>> Begin Article

I believe that the same principle holds true for business. In this article, I hope to translate for business leaders—like the ones I’ve gotten to know throughout my career as a business-school professor and communications adviser—some of what I learned while writing the Royal Navy’s first new leadership handbook since 1963. That handbook 1, published last year, is based on research of unprecedented length and breadth, as well as my own direct observation of officer training and life at sea.
Among the many softer leadership skills important to the Royal Navy, I highlight here the aforementioned cheerfulness and storytelling, which to me were both unexpected and broadly applicable. While the means of applying these lessons will, of course, differ by organization and individual, reflecting on them should stimulate fresh thinking by senior executives about the relationship between soft management skills and superior performance.
Cheerfulness counts
No one follows a pessimist, and cheerfulness is a choice. It has long been understood to influence happiness at work and therefore productivity.2 The cheerful leader in any environment broadcasts confidence and capability, and the Royal Navy instinctively understands this. It is the captain, invariably, who sets the mood of a vessel; a gloomy captain means a gloomy ship. And mood travels fast. Most ships’ crews are either smaller than, or divided into, units of fewer than 150 members—near the upper end of Dunbar’s Number, suggested by British anthropologist Robin Dunbar as the extent of a fully functioning social group.3
The Royal Navy assiduously records how cheerfulness counts in operations. For example, in 2002 one of its ships ran aground, triggering the largest and most dangerous flooding incident in recent years. The Royal Navy’s investigating board of inquiry found that “morale remained high” throughout demanding hours of damage control and that “teams were cheerful and enthusiastic,” focusing on their tasks; “sailors commented that the presence, leadership, and good humor of senior officers gave reassurance and confidence that the ship would survive.”4 Turning up and being cheerful, in other words, had a practical benefit.

>> End Article

**Task instructions:**
Continue the article on Royal Navy leadership lessons for business from the point where it stops.

>> Begin Entries

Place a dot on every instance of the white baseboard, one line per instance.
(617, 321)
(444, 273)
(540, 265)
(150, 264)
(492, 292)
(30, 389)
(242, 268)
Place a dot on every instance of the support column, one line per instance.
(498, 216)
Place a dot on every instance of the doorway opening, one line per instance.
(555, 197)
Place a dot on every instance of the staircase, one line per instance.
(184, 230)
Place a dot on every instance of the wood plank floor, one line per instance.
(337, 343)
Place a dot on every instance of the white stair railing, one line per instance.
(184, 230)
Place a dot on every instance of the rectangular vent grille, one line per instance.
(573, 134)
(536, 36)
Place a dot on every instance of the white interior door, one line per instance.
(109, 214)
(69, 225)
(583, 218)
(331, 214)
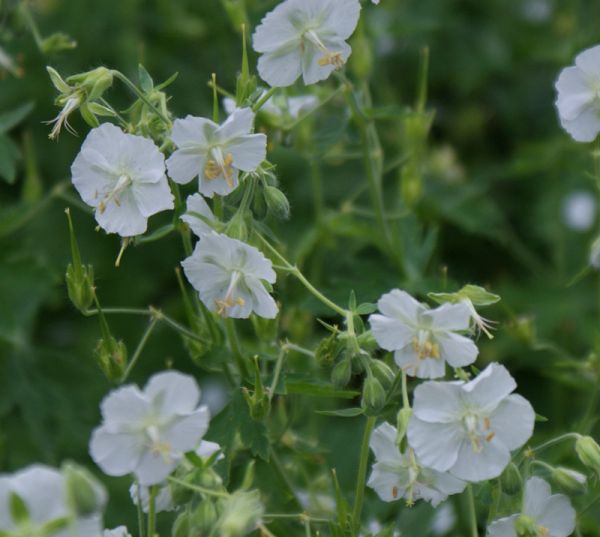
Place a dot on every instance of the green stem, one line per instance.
(139, 349)
(362, 475)
(472, 512)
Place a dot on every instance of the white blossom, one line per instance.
(198, 215)
(148, 432)
(215, 153)
(229, 276)
(123, 177)
(43, 491)
(398, 475)
(542, 513)
(470, 428)
(305, 37)
(423, 339)
(578, 99)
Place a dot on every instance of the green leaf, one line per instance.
(11, 119)
(342, 413)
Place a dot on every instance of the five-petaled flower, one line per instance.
(215, 153)
(470, 428)
(229, 276)
(305, 37)
(578, 99)
(423, 339)
(123, 177)
(398, 475)
(148, 432)
(543, 514)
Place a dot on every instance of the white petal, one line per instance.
(457, 350)
(248, 151)
(185, 164)
(490, 387)
(152, 198)
(503, 527)
(400, 305)
(173, 393)
(116, 453)
(513, 421)
(391, 334)
(438, 402)
(185, 433)
(436, 445)
(383, 443)
(476, 466)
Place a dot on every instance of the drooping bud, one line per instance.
(588, 452)
(79, 277)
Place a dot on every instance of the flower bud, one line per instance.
(373, 397)
(588, 452)
(341, 373)
(241, 514)
(569, 480)
(86, 495)
(511, 480)
(277, 203)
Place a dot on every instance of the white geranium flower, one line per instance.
(578, 99)
(215, 153)
(198, 215)
(398, 475)
(228, 275)
(423, 339)
(148, 432)
(543, 513)
(123, 177)
(470, 428)
(44, 493)
(281, 106)
(304, 37)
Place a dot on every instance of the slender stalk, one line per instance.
(362, 475)
(139, 349)
(472, 512)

>> End Entries

**The response:**
How do you teach cheerfulness? The Royal Navy takes every informal opportunity to demonstrate its usefulness. To fill the dead time that invariably occurs during training exercises and other routine activities, for example, navy personnel routinely hold informal games or contests. These games, known as Dogwatch Sports (after the dogwatch periods of duty in the evening, when the entire ship’s company is typically awake), are often trivial and nonsensical—passing a stick, for example, across an ever-widening divide. But besides cheerfulness, they encourage speed of thought, an outward-looking mind-set, and a willingness to talk. Cheerfulness in turn affects how people sit, stand, and gesticulate: you can see its absence when heads are buried in hands and eye contact is missing.
Royal Marine commanders understand particularly well that cheerfulness is fueled by humor: one I met required his whole company to “sing for their supper” by telling a joke—any joke—in front of their fellow marines prior to eating. That’s part of a wider navy culture that expects everyone, from the top down to the newest and rawest sailor, to be able and willing to stand up and talk, in an impromptu fashion, about what they’re doing. Such a skill is especially prized in an organization that moves people quickly and often (typically, every two years) and requires them, perhaps as a matter of life and death, to hit the ground running in their new posts.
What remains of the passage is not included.